• **How to complete this task**: Starting at the line with "ok so i need the box for the white hydrangea", repeat every line exactly until the records end, including the last one.

(Free-text object descriptions)
---------------

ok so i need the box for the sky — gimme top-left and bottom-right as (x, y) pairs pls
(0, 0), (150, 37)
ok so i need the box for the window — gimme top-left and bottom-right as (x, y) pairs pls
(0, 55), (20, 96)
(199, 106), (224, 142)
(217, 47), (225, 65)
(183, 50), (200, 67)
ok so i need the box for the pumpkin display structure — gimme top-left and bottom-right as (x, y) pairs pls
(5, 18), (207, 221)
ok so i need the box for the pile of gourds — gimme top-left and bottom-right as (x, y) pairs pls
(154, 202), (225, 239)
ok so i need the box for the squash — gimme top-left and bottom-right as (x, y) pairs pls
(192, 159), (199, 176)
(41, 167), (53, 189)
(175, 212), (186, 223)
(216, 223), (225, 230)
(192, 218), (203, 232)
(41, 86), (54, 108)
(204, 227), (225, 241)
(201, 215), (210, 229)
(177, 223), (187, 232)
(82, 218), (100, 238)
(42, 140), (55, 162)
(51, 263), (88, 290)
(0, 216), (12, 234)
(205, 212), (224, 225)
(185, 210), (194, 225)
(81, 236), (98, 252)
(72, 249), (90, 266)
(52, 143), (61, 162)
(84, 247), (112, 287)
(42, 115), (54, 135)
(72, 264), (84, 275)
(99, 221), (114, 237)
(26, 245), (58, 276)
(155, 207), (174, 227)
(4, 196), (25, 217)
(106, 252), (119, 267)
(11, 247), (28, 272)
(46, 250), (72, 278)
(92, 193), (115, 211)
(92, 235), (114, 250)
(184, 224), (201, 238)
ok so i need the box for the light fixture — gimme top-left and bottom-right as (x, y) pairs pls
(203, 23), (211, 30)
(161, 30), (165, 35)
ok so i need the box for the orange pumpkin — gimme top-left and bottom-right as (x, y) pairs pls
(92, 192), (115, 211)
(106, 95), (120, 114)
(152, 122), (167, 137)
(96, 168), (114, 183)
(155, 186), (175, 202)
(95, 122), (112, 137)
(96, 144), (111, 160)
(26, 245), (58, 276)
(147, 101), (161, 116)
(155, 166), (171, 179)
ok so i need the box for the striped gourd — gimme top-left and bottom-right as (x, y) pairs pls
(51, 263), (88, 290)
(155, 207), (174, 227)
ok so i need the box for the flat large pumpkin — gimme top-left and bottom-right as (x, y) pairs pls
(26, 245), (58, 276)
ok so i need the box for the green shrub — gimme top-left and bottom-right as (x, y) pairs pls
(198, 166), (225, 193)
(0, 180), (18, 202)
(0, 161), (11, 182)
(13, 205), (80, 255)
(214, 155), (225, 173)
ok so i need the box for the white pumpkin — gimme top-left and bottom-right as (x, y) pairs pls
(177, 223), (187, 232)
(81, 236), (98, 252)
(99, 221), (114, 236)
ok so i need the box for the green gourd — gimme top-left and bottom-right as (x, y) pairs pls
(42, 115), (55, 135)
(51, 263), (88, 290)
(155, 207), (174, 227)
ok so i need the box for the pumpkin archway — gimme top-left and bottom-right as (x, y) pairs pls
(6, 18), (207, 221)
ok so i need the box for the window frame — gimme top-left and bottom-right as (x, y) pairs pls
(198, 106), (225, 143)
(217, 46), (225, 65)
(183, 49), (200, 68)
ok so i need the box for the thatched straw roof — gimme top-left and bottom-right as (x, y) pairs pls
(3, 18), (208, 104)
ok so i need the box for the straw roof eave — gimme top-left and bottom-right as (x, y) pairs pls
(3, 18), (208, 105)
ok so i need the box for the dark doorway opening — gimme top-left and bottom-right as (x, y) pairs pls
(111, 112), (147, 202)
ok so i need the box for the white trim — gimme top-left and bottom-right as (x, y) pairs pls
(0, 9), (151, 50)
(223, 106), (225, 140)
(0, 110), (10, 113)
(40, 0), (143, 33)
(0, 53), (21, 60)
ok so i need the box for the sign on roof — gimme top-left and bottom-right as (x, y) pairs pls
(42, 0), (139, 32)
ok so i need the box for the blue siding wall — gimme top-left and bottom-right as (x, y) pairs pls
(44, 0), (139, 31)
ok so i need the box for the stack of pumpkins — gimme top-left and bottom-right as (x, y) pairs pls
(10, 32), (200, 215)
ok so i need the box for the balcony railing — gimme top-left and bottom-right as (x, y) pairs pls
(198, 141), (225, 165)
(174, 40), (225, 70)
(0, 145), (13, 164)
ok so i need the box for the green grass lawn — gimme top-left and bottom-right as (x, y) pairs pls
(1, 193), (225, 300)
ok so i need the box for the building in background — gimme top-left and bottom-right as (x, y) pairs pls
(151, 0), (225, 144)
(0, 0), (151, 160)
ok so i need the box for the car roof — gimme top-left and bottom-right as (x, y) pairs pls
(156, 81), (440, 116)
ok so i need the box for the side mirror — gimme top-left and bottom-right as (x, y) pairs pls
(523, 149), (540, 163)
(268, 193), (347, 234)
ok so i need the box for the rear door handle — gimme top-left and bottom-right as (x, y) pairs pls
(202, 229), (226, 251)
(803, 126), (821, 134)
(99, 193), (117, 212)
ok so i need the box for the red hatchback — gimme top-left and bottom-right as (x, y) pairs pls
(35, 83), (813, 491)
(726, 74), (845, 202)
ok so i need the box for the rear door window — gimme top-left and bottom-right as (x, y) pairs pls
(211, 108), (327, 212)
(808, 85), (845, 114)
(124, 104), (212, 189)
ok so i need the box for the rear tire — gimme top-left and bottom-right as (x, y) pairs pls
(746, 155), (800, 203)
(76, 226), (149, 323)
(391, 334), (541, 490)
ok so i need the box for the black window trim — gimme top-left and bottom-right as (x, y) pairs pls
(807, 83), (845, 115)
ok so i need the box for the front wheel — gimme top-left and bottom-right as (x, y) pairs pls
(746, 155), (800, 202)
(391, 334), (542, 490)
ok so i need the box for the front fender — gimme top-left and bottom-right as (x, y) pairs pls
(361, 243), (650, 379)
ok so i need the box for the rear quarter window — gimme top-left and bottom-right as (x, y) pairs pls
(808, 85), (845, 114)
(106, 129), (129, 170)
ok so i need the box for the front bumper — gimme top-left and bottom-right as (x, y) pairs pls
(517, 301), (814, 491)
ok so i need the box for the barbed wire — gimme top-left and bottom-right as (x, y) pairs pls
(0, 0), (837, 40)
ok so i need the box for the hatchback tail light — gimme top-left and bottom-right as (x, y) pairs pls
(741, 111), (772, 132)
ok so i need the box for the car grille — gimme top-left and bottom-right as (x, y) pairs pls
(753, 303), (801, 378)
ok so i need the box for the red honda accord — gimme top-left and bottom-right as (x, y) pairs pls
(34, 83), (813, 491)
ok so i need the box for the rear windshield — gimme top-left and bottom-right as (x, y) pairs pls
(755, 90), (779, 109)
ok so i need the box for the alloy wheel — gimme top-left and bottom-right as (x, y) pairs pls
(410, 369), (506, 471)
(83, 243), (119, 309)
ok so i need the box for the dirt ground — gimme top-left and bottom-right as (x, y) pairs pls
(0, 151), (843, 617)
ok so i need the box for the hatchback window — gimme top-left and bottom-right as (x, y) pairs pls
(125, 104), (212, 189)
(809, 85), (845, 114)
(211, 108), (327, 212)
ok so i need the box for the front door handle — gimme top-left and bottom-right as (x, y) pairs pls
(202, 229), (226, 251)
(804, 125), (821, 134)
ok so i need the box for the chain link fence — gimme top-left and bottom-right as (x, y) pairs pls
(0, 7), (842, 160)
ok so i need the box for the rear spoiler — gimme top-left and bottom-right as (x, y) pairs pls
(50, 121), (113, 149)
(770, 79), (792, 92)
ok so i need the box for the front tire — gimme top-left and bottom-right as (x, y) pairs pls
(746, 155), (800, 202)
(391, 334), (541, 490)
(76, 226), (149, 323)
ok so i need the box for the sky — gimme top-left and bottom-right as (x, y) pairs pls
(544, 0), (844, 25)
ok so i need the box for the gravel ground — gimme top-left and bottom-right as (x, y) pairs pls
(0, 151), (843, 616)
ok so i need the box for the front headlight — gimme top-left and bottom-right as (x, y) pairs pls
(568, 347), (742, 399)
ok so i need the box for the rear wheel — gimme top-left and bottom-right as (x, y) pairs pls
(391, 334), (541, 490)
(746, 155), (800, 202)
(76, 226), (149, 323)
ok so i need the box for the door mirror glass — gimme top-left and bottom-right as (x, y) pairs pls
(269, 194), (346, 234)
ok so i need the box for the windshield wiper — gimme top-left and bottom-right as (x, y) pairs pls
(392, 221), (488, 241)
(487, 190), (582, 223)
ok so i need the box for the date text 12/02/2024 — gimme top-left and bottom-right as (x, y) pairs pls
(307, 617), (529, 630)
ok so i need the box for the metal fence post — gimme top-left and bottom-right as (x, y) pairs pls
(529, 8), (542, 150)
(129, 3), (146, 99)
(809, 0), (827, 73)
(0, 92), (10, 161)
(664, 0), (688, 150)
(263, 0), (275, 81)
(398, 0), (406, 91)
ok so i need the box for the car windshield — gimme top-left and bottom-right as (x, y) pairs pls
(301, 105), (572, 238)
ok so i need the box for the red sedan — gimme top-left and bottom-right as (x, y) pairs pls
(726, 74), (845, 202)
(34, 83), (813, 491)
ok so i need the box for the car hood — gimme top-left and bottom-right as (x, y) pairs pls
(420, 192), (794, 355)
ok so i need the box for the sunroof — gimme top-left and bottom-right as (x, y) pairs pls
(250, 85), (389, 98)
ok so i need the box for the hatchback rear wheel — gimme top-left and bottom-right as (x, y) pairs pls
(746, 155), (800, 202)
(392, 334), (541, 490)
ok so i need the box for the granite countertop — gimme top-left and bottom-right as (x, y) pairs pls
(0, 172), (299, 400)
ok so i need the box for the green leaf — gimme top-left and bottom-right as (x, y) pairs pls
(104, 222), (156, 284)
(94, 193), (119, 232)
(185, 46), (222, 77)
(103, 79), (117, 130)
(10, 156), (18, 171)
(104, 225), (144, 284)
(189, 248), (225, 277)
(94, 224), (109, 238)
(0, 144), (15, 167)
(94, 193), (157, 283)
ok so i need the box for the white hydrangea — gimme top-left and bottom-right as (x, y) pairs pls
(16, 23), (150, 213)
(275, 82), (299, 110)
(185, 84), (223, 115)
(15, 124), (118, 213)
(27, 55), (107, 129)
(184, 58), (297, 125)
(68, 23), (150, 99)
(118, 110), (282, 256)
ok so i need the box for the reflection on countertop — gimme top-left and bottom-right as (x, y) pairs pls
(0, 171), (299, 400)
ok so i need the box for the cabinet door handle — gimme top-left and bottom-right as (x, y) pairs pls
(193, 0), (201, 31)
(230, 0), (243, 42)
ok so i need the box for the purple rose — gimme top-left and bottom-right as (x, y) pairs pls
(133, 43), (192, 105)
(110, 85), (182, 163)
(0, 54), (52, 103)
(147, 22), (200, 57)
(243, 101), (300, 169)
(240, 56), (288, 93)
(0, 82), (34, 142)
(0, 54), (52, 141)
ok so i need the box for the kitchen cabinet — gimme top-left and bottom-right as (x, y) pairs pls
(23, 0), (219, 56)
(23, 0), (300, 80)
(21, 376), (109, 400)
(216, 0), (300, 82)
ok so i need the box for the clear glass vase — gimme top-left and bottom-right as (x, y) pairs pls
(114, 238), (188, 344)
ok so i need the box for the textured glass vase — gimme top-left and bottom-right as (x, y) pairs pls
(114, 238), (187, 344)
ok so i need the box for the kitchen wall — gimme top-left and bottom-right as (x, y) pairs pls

---------------

• **Solution to this task**:
ok so i need the box for the white hydrangea — gimme top-left and bottom-right as (x, y) pairs pls
(16, 23), (150, 213)
(275, 82), (299, 110)
(185, 84), (223, 115)
(15, 124), (118, 213)
(27, 55), (107, 129)
(184, 58), (297, 125)
(68, 23), (150, 99)
(118, 110), (282, 256)
ok so i need the box for the reflection on countertop — gimme top-left and bottom-right as (x, y) pairs pls
(0, 171), (299, 400)
ok so i need the box for the cabinet door handle — gimme top-left and bottom-right as (x, y) pairs pls
(193, 0), (201, 31)
(230, 0), (243, 42)
ok so i need the box for the purple rose — gimme top-left and bottom-right as (x, y) pairs pls
(133, 43), (192, 105)
(110, 85), (182, 163)
(0, 54), (52, 103)
(147, 22), (200, 57)
(243, 101), (300, 169)
(240, 56), (288, 93)
(0, 82), (34, 142)
(0, 54), (52, 141)
ok so i need the box for the kitchen cabinet — gimme top-left and bottom-right as (x, y) pairs pls
(23, 0), (219, 56)
(23, 0), (300, 80)
(21, 376), (109, 400)
(216, 0), (300, 82)
ok so i need the box for the clear glass vase — gimme top-left and bottom-right as (x, y) pairs pls
(114, 238), (188, 344)
ok so i need the box for the textured glass vase — gimme top-left and bottom-right as (x, y) pairs pls
(114, 238), (187, 344)
ok so i need the box for the kitchen wall — gimme top-left and bottom-right as (x, y) pairs pls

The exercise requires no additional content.